==== Text shown

Garden of Villa Cusani Traversi Tittoni
Address: Via Lampugnani – 20832 Desio (MB)
Agency owner: Desio Municipality.
Structure typlology: informal landscape park.
Extension: 75,000 sqm.
Date: 1800-1850
Accessibility: The garden is open to the public during the following hours:
– from October to March: 8:30 to 17:30
– from April to September: 7:30 to 20:00
Designers: Giuseppe Piermarini was the designer of the villa. Antonio Villoresi, helped by Ercole Silva and Giuseppe Levati, worked on the garden. Subsequent interventions were work of Pelagio Palagi (1775-1860).
Current facilities:
• Workshops and educational initiatives promoted by the City and ReGiS
• Fitness trail
• recreation ground for children
• Cultural events, labs and demonstrations (in the evening too)
• Guided tours organized by the City and ReGiS
Description of the garden
The park of Villa Tittoni is part of a larger complex, now partly reduced from the first half of the nineteenth century’ extension, that used to consist of the Villa and the houses in front of it. As witnessed by the Charter of Brenna, date 1840, it still retained some formal elements: the trident avenues that structured the eastern part of the park, today still distinguishible, the maze of hornbeam, crowned by a circular basin of chestnut trees and a large portion of landscaped park that stretched around the pond. Unfortunately, no trace remains of the latter part, due to a subsequent subdivision. Currently, the complex of the villa and garden are owned by the city.

========
==== Extracted entries

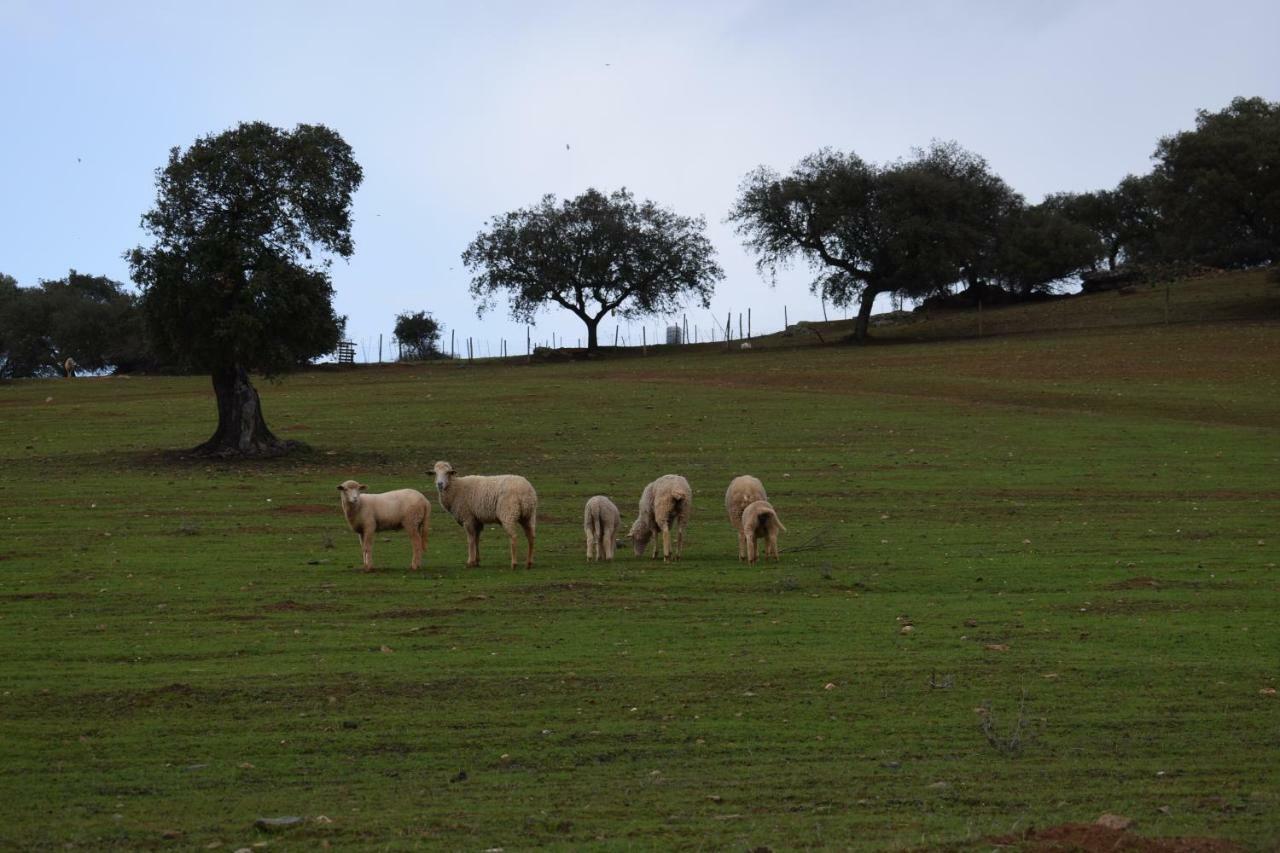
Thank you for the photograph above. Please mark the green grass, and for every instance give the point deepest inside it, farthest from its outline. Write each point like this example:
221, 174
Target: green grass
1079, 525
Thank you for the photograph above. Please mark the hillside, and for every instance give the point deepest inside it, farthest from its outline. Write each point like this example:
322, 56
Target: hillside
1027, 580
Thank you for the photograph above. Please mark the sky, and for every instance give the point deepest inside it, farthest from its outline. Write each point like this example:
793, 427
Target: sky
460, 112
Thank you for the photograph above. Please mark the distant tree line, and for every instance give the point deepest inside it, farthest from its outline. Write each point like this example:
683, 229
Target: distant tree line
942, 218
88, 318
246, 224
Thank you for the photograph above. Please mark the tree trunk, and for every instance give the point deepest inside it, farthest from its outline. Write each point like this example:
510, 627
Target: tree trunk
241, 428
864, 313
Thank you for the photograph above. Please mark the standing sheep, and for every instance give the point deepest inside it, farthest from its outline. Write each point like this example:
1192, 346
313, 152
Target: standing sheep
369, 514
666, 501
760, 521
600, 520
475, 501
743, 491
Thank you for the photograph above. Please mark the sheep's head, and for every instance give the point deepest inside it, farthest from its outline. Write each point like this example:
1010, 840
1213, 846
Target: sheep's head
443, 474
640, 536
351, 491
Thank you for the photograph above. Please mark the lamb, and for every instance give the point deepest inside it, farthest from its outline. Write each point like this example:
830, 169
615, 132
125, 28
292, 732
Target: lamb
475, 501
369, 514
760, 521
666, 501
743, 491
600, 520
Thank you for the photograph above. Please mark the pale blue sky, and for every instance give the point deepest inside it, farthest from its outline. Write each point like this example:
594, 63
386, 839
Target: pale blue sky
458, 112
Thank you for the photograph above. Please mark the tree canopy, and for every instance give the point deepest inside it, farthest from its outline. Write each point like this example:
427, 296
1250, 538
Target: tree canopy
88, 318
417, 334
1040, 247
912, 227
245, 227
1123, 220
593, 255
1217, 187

========

### Aim 1
Answer these questions from the garden listing, marking each answer with its letter.
(a) Who designed the villa?
(b) How large is the garden?
(c) What date does the listing give for the Charter of Brenna?
### Aim 2
In the garden listing, rewrite the stretch from "Structure typlology: informal" through "the evening too)", putting "Jogging path" in place of "Fitness trail".
### Aim 3
For each statement, say yes or no according to the garden listing, and quote the words that decide it.
(a) The garden stays open until 20:00 in July.
(b) The maze in the park was made of boxwood.
(c) The villa and garden are privately owned today.

### Task solution 1
(a) Giuseppe Piermarini
(b) 75,000 sqm
(c) 1840

### Task solution 2
Structure typlology: informal landscape park.
Extension: 75,000 sqm.
Date: 1800-1850
Accessibility: The garden is open to the public during the following hours:
– from October to March: 8:30 to 17:30
– from April to September: 7:30 to 20:00
Designers: Giuseppe Piermarini was the designer of the villa. Antonio Villoresi, helped by Ercole Silva and Giuseppe Levati, worked on the garden. Subsequent interventions were work of Pelagio Palagi (1775-1860).
Current facilities:
• Workshops and educational initiatives promoted by the City and ReGiS
• Jogging path
• recreation ground for children
• Cultural events, labs and demonstrations (in the evening too)

### Task solution 3
(a) Yes: "from April to September: 7:30 to 20:00"
(b) No: "the maze of hornbeam"
(c) No: "Currently, the complex of the villa and garden are owned by the city."